Texto selecionado:

Pois Victor era, sobretudo, um viajante, um homem sem raízes (“graças a Deus!”), um humanista libertário que correu o mundo, movido pelas grandes ideias e pelo sonho, a espalhar a sua contagiante alegria e a sua inesgotável disposição para a amizade. Percorreu inúmeros países, viveu em vários deles e em dezenas de cidades. Seu périplo começou ainda na adolescência, quando deixou São Paulo para se tornar agricultor no sul da Bahia. Teve terras, estudou, formou-se em Direito, criou um jornal – “ Democrata”. Casou-se com Nenilda Marinheiro Leonardi (Nena) em Anápolis, de onde logo o casal partiu para o exílio: Bolívia, Peru, Equador, Colômbia, Venezuela, a América Central, os Estados Unidos. De Nova York, seguiu para a França, desembarcou em Paris em maio de 1968 e logo aderiu às barricadas dos estudantes revolucionários. Trabalhou numa hospedaria, antigo castelo nos arredores de Paris, onde viviam imigrantes portugueses, muitos deles analfabetos, para os quais ele escrevia cartas; experiência que, anos mais tarde, inspirou o livro de contos “Quando o escriba do castelo era eu”. Trabalhou, também, na assistência a crianças órfãs, vítimas da guerra do Vietnã. Como aluno do Institut International de Formation et de Recherche en vue du Développement, passou o ano de 1971 em pesquisas na China, na cidade Wu-Han. Naqueles mesmos anos, fez suas primeiras viagens ao Oriente Médio e ao norte da África, continente ao qual voltaria alguma vezes. Na década de 1980, morou por alguns anos na Andaluzia, Espanha, realizando pesquisas em arquivos espanhóis e portugueses.

Dados fornecidos:
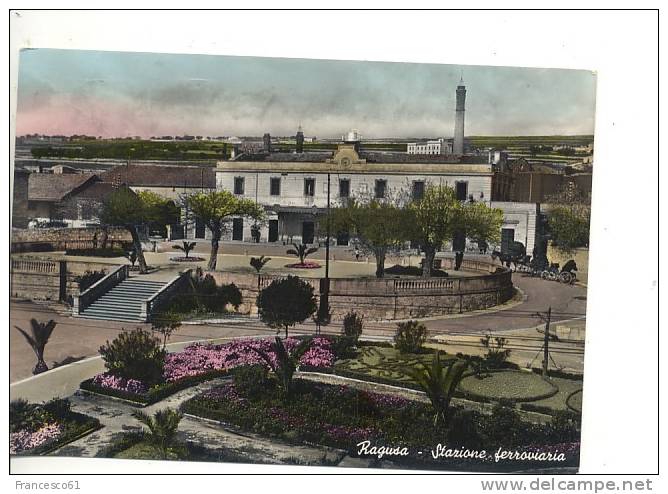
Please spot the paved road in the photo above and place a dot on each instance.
(75, 339)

Tarefas do exercício:
- a) Como você resumiria em duas frases o texto sobre as viagens de Victor?
- b) Pode escrever a continuação do texto sobre as viagens de Victor, começando logo depois da última frase?
O material não é necessário aqui.

Respostas dos exercícios:
- a) Victor foi, acima de tudo, um viajante e humanista libertário que percorreu inúmeros países e viveu em vários deles, começando na adolescência, quando deixou São Paulo para ser agricultor no sul da Bahia. Depois de se casar com Nena em Anápolis, partiu para o exílio pelas Américas, chegou a Paris em maio de 1968, passou 1971 em pesquisas na China e, na década de 1980, morou alguns anos na Andaluzia.

- b)
 
De uma longa viagem à Índia e ao Nepal e do grande interesse pelo Oriente, surgiu aquele que talvez seja o mais singelo e poético ensaio do Victor: Os navegantes e o sonho: presença do Oriente na história do Brasil, que trata da “presença sutil de várias culturas orientais no processo de formação da sociedade brasileira”. Em muitas de suas obras, os métodos e as consequências do colonialismo foram analisados e criticados, com propriedade. Mas, ao lembrar o universalismo dos grandes poetas da língua portuguesa, ele também destacou a síntese de que se constitui a cultura brasileira e as riquezas e potencialidades que ela incorporou. Potencialidade, por exemplo, para a construção da paz, vale dizer, para a fraternidade e a cooperação, para a superação das desigualdades, das múltiplas violências, da separatividade e dos preconceitos. Tênue luz no horizonte distante, utopia, mas possibilidade real que o enchia de esperança e que motivou seus melhores esforços, nas muitas dimensões da luta política e no trabalho intelectual para entender o nosso País, sem simplificações e reducionismos. Sobre isso, escreveu: “A história moderna foi tão povoada de intolerâncias nesses cinco séculos posteriores a Colombo, que o historiador que a conhece bem chega a sentir falta de ar. Daí o paradoxo: embora estude o passado, ninguém aspira tanto pelo novo, pelo futuro, como o historiador de ofício”.
 
Desde que saiu de Brasília, em 2002, com a morte de Nena, Victor Leonardi morou em diversas outras cidades: Rio de Janeiro, Búzios, Rio Bonito de Lumiar, Porto Alegre, Gramado, Florianópolis, São Paulo. Casou-se com Márcia Tonholi e, há muitos anos, passou a residir entre São José dos Campos, Campos do Jordão e a vila de São Francisco Xavier, na serra da Mantiqueira, onde os muitos novos amigos que cultivou, amantes das artes, o homenagearam, ainda em vida, dando seu nome a uma biblioteca e criando a “Virada Cultural Victor Leonardi”. Um grande boneco de carnaval, como os de Olinda, foi batizado “Vitão”. Um refúgio de fraternidade e alegria, que ele descreveu nestes versos:
 
Conheço vários espaços de brasilidade que ainda resistem diante do caos.
Um deles fica às margens do rio que tem nome do santo de Assis, o Francisco.
Um outro Francisco, o Xavier, deu nome ao lugarzinho tranquilo,
Da Serra da Mantiqueira, onde agora estou morando.
O Brasil sabe esconder e proteger seus mais belos refúgios...
O caos não nos dissolverá.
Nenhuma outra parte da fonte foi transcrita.